+++ DATA PROVIDED

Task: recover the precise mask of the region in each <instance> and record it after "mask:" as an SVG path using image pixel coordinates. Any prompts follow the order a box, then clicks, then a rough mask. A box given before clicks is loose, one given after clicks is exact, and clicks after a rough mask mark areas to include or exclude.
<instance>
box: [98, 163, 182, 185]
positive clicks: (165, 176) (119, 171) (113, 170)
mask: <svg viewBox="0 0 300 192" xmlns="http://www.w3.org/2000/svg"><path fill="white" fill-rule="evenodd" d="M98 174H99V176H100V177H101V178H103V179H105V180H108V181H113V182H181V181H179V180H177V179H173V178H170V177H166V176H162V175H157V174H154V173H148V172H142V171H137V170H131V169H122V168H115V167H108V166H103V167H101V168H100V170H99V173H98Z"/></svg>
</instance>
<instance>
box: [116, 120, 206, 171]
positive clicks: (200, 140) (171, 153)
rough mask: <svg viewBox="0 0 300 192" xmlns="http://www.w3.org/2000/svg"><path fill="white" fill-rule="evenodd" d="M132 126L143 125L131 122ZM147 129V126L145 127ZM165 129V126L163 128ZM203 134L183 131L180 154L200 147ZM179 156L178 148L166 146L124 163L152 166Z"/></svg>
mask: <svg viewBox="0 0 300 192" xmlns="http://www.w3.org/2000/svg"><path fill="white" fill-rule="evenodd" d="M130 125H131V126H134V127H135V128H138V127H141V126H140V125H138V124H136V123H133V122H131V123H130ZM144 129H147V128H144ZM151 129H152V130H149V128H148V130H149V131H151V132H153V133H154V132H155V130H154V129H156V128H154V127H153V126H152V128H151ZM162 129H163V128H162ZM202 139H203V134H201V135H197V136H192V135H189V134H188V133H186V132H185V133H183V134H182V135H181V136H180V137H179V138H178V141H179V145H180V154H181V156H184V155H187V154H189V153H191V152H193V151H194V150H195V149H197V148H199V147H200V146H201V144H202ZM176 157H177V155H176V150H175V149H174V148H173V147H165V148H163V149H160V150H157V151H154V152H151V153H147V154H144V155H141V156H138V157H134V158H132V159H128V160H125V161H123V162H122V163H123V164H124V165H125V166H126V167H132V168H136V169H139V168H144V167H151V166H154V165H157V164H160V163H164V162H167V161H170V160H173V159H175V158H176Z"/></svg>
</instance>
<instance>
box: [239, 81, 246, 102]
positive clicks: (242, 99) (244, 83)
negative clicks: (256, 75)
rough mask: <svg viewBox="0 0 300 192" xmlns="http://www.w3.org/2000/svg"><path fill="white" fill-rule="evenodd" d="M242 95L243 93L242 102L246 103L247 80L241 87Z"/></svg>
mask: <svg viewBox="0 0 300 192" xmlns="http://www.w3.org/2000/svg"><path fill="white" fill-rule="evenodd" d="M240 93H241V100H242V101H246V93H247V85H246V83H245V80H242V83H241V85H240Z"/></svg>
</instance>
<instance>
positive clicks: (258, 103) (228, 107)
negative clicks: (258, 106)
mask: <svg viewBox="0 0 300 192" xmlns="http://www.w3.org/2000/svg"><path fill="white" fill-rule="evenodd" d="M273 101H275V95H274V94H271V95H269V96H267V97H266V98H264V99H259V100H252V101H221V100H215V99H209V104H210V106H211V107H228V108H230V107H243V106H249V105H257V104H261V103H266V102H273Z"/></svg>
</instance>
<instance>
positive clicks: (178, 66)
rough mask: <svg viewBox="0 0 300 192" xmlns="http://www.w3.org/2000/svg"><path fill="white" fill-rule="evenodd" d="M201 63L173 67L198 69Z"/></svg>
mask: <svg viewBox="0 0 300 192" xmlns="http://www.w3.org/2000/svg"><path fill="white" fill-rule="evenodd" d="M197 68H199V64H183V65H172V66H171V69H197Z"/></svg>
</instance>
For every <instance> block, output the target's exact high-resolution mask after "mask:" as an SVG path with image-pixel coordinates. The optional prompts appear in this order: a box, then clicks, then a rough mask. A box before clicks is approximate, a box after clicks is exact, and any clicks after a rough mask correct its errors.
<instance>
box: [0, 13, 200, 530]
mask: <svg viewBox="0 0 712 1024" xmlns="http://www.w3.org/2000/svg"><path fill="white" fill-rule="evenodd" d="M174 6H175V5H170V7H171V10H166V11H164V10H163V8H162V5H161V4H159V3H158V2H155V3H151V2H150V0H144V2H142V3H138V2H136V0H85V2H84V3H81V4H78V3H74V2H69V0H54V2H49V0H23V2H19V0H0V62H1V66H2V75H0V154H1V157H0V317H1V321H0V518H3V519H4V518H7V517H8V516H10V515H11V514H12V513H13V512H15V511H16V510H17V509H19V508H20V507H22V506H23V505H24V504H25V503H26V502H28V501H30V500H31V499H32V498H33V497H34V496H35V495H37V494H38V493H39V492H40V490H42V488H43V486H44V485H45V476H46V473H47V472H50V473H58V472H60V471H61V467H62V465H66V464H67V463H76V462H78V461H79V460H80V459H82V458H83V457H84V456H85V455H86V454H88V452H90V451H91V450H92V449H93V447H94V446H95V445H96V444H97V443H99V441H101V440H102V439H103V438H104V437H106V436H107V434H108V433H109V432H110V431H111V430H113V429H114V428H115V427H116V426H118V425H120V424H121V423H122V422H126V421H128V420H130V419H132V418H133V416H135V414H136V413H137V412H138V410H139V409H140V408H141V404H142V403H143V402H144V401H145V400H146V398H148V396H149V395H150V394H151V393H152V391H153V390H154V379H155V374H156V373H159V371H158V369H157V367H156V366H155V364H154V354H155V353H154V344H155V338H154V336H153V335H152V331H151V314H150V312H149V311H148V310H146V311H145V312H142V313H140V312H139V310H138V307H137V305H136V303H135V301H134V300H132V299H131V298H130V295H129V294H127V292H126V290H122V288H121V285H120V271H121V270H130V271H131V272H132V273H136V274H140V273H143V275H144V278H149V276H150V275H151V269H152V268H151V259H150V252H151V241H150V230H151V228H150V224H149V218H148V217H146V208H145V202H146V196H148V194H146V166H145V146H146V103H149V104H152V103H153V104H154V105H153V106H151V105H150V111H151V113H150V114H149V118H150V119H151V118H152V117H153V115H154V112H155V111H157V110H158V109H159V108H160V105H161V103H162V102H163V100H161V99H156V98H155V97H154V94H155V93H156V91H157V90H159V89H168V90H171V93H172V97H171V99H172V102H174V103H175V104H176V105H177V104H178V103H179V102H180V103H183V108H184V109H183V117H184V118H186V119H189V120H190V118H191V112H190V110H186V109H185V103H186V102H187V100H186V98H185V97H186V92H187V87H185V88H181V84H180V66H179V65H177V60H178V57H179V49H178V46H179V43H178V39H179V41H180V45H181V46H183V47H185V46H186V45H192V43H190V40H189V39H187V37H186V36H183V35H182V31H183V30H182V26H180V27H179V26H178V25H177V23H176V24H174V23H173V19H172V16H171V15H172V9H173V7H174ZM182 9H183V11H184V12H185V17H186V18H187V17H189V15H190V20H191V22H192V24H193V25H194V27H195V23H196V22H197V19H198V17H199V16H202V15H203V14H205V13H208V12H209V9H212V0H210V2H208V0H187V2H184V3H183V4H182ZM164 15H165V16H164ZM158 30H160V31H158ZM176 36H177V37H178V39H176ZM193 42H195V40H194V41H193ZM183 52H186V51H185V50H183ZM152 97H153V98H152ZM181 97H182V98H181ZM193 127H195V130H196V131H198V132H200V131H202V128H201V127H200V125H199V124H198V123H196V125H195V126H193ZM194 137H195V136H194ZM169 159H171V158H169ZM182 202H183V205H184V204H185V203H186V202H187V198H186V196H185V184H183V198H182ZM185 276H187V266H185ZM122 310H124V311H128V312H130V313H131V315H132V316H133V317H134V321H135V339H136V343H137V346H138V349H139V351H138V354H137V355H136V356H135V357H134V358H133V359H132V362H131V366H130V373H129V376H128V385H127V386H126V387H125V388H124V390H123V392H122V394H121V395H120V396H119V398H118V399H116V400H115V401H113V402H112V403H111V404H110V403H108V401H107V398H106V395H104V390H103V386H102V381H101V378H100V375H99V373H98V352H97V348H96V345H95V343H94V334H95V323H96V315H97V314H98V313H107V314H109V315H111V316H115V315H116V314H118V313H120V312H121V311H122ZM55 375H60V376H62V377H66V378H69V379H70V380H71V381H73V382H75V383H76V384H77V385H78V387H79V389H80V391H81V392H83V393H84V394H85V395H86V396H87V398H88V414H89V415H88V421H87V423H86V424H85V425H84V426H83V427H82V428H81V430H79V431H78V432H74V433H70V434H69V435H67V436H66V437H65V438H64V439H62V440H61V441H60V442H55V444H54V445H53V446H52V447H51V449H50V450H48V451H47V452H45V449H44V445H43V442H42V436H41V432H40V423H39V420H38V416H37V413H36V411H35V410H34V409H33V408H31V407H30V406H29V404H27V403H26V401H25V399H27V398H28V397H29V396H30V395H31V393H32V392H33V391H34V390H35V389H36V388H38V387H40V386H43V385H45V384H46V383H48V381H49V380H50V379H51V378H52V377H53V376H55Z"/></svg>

++++++

EXERCISE DESCRIPTION
Which lines in the listing above contain the word "then", matching case exactly? Copy each of those lines in full.

ANSWER BELOW
Task: recover the precise mask of the region in each <instance> and record it after "mask:" as an SVG path using image pixel coordinates. Any prompts follow the order a box, then clicks, then a rough mask. A box given before clicks is loose, one given after clicks is exact, and clicks after a rough mask mark areas to include or exclude.
For every <instance> block, output the target's exact high-resolution mask after "mask:" as an SVG path with image-pixel coordinates. The optional prompts appear in this order: a box, then clicks, then a rough mask. A box before clicks is approximate, a box after clicks is exact, and any clicks after a rough mask correct its errors.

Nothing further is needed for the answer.